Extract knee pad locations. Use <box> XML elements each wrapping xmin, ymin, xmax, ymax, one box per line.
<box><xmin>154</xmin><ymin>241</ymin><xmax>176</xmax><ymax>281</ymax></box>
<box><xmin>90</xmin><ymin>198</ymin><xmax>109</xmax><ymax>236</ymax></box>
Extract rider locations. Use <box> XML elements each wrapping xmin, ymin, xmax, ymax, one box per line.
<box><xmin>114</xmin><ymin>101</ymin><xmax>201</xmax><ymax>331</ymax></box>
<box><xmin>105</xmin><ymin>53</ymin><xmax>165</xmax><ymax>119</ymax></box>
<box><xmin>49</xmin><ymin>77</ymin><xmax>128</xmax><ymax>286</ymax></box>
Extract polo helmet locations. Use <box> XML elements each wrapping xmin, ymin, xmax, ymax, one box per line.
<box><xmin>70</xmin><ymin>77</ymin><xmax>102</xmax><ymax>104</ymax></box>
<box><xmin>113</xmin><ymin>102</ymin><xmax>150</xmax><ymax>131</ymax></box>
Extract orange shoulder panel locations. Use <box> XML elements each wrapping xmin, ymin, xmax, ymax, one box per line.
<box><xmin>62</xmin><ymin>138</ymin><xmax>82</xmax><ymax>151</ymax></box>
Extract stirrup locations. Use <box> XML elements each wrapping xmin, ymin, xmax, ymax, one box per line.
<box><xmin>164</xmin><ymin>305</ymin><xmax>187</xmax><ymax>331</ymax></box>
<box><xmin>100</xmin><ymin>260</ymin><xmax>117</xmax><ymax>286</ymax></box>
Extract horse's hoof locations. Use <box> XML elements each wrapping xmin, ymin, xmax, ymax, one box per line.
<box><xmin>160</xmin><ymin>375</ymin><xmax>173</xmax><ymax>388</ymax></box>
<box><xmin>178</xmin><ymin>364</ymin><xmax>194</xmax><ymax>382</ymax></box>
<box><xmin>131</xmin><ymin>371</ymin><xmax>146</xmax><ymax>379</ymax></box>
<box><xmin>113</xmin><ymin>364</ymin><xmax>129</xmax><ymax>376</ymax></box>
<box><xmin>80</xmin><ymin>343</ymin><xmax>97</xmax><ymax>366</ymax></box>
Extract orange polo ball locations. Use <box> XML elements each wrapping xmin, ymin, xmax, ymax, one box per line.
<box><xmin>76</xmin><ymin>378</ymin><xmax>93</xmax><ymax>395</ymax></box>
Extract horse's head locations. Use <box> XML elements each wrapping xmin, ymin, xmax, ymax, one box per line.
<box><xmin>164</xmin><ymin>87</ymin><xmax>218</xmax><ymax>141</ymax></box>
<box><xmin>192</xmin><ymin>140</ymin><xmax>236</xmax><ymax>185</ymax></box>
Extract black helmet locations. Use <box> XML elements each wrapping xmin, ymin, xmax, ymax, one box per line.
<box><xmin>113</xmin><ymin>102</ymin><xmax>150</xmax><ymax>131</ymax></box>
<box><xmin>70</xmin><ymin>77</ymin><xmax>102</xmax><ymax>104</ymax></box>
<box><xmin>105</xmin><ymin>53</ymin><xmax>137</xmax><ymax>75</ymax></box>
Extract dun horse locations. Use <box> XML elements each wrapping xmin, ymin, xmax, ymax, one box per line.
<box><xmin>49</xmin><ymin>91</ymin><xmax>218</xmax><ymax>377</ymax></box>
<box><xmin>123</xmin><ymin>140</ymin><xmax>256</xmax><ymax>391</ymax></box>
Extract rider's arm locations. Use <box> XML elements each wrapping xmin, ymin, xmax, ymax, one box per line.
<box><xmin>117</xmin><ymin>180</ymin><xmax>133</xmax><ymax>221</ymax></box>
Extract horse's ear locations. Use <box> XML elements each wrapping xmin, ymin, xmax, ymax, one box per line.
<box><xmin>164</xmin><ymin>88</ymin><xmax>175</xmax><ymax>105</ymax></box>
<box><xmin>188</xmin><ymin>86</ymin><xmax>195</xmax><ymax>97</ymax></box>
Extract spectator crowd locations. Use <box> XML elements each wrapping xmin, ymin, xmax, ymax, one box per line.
• • •
Problem to solve: All of the material should be set down exactly as it reads.

Solution to the problem:
Extract knee pad locations. Use <box> XML elements each wrapping xmin, ymin, xmax, ymax, one box per line.
<box><xmin>154</xmin><ymin>241</ymin><xmax>176</xmax><ymax>281</ymax></box>
<box><xmin>90</xmin><ymin>198</ymin><xmax>109</xmax><ymax>236</ymax></box>
Extract rider locations. Use <box> XML elements each wrapping xmin, ymin, xmax, ymax, one box per line.
<box><xmin>114</xmin><ymin>101</ymin><xmax>201</xmax><ymax>331</ymax></box>
<box><xmin>105</xmin><ymin>53</ymin><xmax>165</xmax><ymax>119</ymax></box>
<box><xmin>49</xmin><ymin>77</ymin><xmax>128</xmax><ymax>286</ymax></box>
Extract polo helmet locations. Use <box> XML elements each wrapping xmin, ymin, xmax, ymax, one box per line.
<box><xmin>70</xmin><ymin>77</ymin><xmax>102</xmax><ymax>104</ymax></box>
<box><xmin>113</xmin><ymin>102</ymin><xmax>150</xmax><ymax>131</ymax></box>
Extract orange shoulder panel locations. Use <box> XML elements each wrapping xmin, ymin, xmax, ymax, one box per line.
<box><xmin>62</xmin><ymin>138</ymin><xmax>82</xmax><ymax>151</ymax></box>
Extract stirrup locations. Use <box> XML elements each wrapping xmin, ymin, xmax, ymax, one box per line.
<box><xmin>164</xmin><ymin>305</ymin><xmax>187</xmax><ymax>331</ymax></box>
<box><xmin>100</xmin><ymin>260</ymin><xmax>117</xmax><ymax>286</ymax></box>
Extract horse's hoof locations. Use <box> XML elements each wrapping xmin, ymin, xmax, ymax, one box per line.
<box><xmin>160</xmin><ymin>375</ymin><xmax>173</xmax><ymax>388</ymax></box>
<box><xmin>178</xmin><ymin>364</ymin><xmax>194</xmax><ymax>382</ymax></box>
<box><xmin>131</xmin><ymin>371</ymin><xmax>146</xmax><ymax>379</ymax></box>
<box><xmin>113</xmin><ymin>364</ymin><xmax>129</xmax><ymax>376</ymax></box>
<box><xmin>80</xmin><ymin>343</ymin><xmax>97</xmax><ymax>366</ymax></box>
Extract orange polo ball locations. Use <box> XML elements each wrapping xmin, ymin, xmax, ymax, one box per line.
<box><xmin>76</xmin><ymin>378</ymin><xmax>93</xmax><ymax>395</ymax></box>
Extract horse's head locations. Use <box> XML elements each wrapping xmin, ymin, xmax, ymax, one box per line.
<box><xmin>164</xmin><ymin>87</ymin><xmax>218</xmax><ymax>141</ymax></box>
<box><xmin>192</xmin><ymin>140</ymin><xmax>236</xmax><ymax>185</ymax></box>
Extract black helmet locations. Use <box> XML elements each wrapping xmin, ymin, xmax, ymax, one box per line.
<box><xmin>113</xmin><ymin>102</ymin><xmax>150</xmax><ymax>131</ymax></box>
<box><xmin>70</xmin><ymin>77</ymin><xmax>102</xmax><ymax>104</ymax></box>
<box><xmin>105</xmin><ymin>53</ymin><xmax>137</xmax><ymax>75</ymax></box>
Extract dun horse locations. Use <box> XML elements each wrapping xmin, ymin, xmax, ymax, one box per line.
<box><xmin>49</xmin><ymin>91</ymin><xmax>218</xmax><ymax>377</ymax></box>
<box><xmin>123</xmin><ymin>140</ymin><xmax>256</xmax><ymax>391</ymax></box>
Extract rider's arm locations. Use <box> XML elements each wrapping xmin, ymin, xmax, ymax, one box per line.
<box><xmin>117</xmin><ymin>180</ymin><xmax>133</xmax><ymax>221</ymax></box>
Extract horse's ear locations. Use <box> XML elements each wrapping xmin, ymin, xmax, ymax, one box per line.
<box><xmin>164</xmin><ymin>88</ymin><xmax>175</xmax><ymax>105</ymax></box>
<box><xmin>188</xmin><ymin>86</ymin><xmax>195</xmax><ymax>97</ymax></box>
Extract spectator crowd locations. Use <box> XML elements each wrapping xmin, ymin, xmax, ymax, one box per line.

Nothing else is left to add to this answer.